Given instruction:
Rewrite the rows from the start of the rows down through the row containing "pixel 41 329", changing every "outline" to "boundary" and leaving everything else unchanged.

Excerpts of pointing data
══════

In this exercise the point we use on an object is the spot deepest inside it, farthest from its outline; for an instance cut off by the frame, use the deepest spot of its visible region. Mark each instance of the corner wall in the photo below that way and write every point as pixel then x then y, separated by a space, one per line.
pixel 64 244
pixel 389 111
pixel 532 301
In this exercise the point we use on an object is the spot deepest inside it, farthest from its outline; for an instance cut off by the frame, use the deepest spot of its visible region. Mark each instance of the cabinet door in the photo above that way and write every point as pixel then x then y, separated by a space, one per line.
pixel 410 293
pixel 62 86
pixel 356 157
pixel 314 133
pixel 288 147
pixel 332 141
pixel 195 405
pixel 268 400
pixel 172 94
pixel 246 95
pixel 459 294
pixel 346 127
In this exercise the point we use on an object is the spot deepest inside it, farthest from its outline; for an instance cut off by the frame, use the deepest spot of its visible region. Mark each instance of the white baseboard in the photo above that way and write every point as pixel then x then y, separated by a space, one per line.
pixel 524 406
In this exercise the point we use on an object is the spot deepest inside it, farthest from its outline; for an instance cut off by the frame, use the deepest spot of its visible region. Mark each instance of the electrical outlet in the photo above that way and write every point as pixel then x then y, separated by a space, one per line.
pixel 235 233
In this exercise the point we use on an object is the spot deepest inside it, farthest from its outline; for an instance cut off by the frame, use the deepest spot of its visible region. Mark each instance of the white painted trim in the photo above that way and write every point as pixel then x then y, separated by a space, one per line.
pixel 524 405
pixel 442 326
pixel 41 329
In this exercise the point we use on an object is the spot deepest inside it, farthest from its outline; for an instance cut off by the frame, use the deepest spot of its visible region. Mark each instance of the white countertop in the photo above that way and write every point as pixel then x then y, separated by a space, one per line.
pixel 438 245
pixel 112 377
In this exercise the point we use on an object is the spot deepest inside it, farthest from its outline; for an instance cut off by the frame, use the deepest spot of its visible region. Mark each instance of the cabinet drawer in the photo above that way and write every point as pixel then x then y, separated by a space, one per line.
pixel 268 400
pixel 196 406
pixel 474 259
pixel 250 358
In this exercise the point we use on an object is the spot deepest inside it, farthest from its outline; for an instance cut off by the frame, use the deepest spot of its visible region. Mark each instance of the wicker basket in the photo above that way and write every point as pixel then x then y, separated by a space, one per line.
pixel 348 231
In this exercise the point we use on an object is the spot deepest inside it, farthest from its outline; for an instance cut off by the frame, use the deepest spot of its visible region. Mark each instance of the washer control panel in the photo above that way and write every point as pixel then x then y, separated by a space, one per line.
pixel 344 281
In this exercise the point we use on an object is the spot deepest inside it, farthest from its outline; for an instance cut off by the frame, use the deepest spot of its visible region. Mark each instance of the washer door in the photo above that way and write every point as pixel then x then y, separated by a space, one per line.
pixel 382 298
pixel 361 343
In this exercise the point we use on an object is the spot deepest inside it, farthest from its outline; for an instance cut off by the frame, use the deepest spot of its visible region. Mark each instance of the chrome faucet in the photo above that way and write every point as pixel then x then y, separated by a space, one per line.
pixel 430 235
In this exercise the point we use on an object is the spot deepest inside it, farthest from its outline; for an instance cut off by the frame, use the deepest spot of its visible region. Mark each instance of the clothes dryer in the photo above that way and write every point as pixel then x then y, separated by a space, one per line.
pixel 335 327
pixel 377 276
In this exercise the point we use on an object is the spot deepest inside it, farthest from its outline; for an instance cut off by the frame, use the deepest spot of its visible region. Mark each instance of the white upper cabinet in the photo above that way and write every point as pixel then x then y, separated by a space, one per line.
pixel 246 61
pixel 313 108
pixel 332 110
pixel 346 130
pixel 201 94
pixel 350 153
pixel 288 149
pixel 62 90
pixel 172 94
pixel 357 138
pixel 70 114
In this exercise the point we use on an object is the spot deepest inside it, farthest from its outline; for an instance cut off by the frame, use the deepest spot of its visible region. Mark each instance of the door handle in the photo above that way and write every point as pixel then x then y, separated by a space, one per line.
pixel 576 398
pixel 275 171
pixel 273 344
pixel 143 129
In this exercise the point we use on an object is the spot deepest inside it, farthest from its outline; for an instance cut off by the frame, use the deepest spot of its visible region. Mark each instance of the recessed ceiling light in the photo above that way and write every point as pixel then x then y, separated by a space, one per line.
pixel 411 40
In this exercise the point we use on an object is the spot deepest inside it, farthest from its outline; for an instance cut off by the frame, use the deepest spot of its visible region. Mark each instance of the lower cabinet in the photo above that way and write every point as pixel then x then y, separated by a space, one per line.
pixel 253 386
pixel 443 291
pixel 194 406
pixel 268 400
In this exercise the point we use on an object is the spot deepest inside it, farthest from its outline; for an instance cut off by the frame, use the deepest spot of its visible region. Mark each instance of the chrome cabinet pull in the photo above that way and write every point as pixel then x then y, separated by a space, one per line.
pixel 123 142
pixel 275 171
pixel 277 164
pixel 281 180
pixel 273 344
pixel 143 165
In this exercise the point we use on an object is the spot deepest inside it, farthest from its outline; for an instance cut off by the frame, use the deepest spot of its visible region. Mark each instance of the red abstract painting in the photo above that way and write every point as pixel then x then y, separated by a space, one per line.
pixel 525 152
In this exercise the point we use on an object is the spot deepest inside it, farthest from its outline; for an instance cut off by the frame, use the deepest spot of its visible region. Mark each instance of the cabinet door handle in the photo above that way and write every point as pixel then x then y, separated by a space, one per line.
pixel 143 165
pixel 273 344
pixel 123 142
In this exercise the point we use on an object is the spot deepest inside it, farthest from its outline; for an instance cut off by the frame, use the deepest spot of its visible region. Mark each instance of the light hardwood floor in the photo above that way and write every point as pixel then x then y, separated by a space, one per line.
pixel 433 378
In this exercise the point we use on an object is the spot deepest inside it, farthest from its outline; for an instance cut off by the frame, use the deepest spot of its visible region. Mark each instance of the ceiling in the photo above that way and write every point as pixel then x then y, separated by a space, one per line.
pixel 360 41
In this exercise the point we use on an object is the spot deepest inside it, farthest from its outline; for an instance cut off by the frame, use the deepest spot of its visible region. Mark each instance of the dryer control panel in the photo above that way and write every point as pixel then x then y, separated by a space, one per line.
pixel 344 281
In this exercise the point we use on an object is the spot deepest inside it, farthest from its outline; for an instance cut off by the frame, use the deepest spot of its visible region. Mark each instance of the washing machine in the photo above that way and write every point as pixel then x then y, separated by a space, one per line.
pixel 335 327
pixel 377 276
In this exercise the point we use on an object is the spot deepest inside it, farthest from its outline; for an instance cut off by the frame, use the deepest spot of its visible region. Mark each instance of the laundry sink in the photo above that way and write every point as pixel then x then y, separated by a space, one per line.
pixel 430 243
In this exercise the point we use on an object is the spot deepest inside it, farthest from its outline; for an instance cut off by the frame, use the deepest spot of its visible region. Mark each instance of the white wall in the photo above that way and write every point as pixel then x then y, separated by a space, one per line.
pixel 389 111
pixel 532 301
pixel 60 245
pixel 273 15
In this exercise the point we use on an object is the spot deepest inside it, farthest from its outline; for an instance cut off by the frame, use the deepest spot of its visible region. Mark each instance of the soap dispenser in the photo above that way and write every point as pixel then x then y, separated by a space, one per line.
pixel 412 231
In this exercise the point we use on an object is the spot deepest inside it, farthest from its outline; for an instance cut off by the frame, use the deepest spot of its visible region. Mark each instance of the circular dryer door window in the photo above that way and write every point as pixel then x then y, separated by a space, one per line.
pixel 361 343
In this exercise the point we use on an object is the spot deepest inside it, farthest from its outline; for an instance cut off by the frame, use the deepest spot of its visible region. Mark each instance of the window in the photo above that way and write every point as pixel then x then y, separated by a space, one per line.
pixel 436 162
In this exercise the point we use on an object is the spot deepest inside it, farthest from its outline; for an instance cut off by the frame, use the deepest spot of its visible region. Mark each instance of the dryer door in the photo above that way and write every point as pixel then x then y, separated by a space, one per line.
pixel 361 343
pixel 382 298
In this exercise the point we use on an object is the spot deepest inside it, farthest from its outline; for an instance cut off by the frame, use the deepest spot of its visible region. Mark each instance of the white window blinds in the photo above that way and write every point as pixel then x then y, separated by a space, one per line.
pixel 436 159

══════

Exercise solution:
In this exercise the point we use on an object is the spot deepest inside it, farthest from its boundary; for an instance cut off by the frame, use the deepest spot of its visible region. Mark each instance of the corner wall in the photo below that way and write every point as pixel then x then y, separated by a space, one per line.
pixel 64 244
pixel 389 111
pixel 532 301
In this exercise the point we use on an object is the spot deepest inside it, farthest from its boundary; for an instance cut off by the frame, use the deepest spot of its visible region. Mark each instance of the cabinet door in the photo above that way and write every point as pixel then x then y, separated by a space, one per line.
pixel 410 293
pixel 62 86
pixel 356 157
pixel 314 133
pixel 288 147
pixel 332 141
pixel 195 405
pixel 268 400
pixel 172 94
pixel 246 95
pixel 459 294
pixel 346 127
In this exercise the point we use on an object is the spot deepest inside it, farthest from its boundary; for an instance cut off by the frame, use the deepest spot of its visible region. Mark each instance of the white baseboard in the photo above that way and write every point as pixel then x then y, separated by a space, one per line.
pixel 524 406
In this exercise the point we use on an object is the spot deepest inside it, farthest from its boundary; for an instance cut off by the frame, use the deepest spot of its visible region. Mark each instance of the electrical outlet in the photo above that way and write every point as pixel then x then y, separated by a space, one per line.
pixel 235 233
In this exercise the point we use on an object is the spot deepest inside it, farthest from its boundary; for an instance cut off by the frame, use the deepest spot of its visible region. Mark each instance of the white painted trim in the photo above that way and write every point as pixel then x then y, separated by a space, one per line.
pixel 524 405
pixel 442 326
pixel 41 329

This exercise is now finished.